- TO DO
Return every line of the listing below so that it matches the original exactly.

- EXERCISE MATERIAL
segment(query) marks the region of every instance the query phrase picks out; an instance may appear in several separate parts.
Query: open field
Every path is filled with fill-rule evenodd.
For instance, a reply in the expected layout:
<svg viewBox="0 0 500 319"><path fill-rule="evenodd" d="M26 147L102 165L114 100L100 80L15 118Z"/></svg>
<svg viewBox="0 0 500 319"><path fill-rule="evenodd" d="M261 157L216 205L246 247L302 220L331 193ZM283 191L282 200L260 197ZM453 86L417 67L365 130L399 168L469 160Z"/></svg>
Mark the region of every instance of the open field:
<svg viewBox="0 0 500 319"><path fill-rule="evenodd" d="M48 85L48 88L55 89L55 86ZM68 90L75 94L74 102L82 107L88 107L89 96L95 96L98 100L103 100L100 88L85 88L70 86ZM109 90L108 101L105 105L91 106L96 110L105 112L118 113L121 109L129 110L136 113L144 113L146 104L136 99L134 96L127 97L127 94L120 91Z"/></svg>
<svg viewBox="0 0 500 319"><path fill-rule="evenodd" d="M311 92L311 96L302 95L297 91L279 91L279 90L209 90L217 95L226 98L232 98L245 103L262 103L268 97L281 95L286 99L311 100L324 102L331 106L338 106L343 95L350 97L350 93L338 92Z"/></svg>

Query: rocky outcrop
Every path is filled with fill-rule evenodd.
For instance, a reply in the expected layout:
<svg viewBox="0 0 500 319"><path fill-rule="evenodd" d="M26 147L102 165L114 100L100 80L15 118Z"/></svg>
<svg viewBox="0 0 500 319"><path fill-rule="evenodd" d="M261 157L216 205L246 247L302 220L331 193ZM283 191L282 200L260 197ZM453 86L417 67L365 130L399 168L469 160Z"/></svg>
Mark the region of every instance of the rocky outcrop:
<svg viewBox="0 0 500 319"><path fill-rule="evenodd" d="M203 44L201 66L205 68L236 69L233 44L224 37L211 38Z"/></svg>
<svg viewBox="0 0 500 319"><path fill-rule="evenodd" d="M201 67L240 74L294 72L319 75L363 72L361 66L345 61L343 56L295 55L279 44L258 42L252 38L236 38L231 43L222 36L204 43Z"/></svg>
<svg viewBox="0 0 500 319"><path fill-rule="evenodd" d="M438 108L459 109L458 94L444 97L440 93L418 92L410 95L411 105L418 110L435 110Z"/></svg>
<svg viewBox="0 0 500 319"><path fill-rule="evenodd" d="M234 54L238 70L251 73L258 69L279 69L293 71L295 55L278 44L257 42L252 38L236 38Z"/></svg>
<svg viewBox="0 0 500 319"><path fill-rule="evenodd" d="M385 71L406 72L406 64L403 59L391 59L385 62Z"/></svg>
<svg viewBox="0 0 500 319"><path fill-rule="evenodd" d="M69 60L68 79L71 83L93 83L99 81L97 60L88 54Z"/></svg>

- SOLUTION TO THIS PROBLEM
segment(query) marks the region of every instance the query phrase picks out; an instance may appear in several separate parts.
Query: open field
Every path is filled with fill-rule evenodd.
For instance, a reply in the expected layout:
<svg viewBox="0 0 500 319"><path fill-rule="evenodd" d="M26 147L102 165L114 100L100 80L15 118Z"/></svg>
<svg viewBox="0 0 500 319"><path fill-rule="evenodd" d="M261 157L216 205L246 247L302 220L331 193ZM283 191L282 200L260 197ZM453 86L417 67L365 130L399 168L469 160Z"/></svg>
Mark the region of every instance of the open field:
<svg viewBox="0 0 500 319"><path fill-rule="evenodd" d="M48 85L48 88L55 89L55 86ZM68 90L75 94L74 102L82 107L88 107L89 96L95 96L98 100L103 100L100 88L85 88L70 86ZM109 90L108 101L105 105L91 106L96 110L105 112L118 113L121 109L129 110L136 113L144 113L146 104L136 99L134 96L127 97L127 94L120 91Z"/></svg>
<svg viewBox="0 0 500 319"><path fill-rule="evenodd" d="M311 92L311 96L302 95L297 91L279 91L279 90L209 90L217 95L226 98L232 98L245 103L262 103L268 97L281 95L286 99L311 100L324 102L331 106L338 106L343 95L350 97L350 93L338 92Z"/></svg>

Query: rocky outcrop
Every path is filled with fill-rule evenodd.
For instance, a reply in the expected layout:
<svg viewBox="0 0 500 319"><path fill-rule="evenodd" d="M26 147L102 165L114 100L100 80L15 118Z"/></svg>
<svg viewBox="0 0 500 319"><path fill-rule="evenodd" d="M261 157L216 205L246 247L302 220L331 193ZM283 191L282 200L260 197ZM453 86L417 67L365 130L399 168L469 160Z"/></svg>
Mark the region of every instance of the rocky outcrop:
<svg viewBox="0 0 500 319"><path fill-rule="evenodd" d="M203 44L201 66L205 68L236 69L233 44L224 37L211 38Z"/></svg>
<svg viewBox="0 0 500 319"><path fill-rule="evenodd" d="M201 67L240 74L294 72L319 75L363 72L361 66L345 61L343 56L295 55L279 44L258 42L252 38L236 38L231 43L222 36L204 43Z"/></svg>
<svg viewBox="0 0 500 319"><path fill-rule="evenodd" d="M438 108L459 109L458 94L444 97L440 93L418 92L410 95L411 105L418 110L435 110Z"/></svg>
<svg viewBox="0 0 500 319"><path fill-rule="evenodd" d="M234 54L238 70L251 73L258 69L279 69L293 71L295 55L278 44L257 42L252 38L236 38Z"/></svg>
<svg viewBox="0 0 500 319"><path fill-rule="evenodd" d="M385 71L406 72L406 64L403 59L391 59L385 62Z"/></svg>
<svg viewBox="0 0 500 319"><path fill-rule="evenodd" d="M69 60L68 79L71 83L93 83L99 81L97 60L88 54Z"/></svg>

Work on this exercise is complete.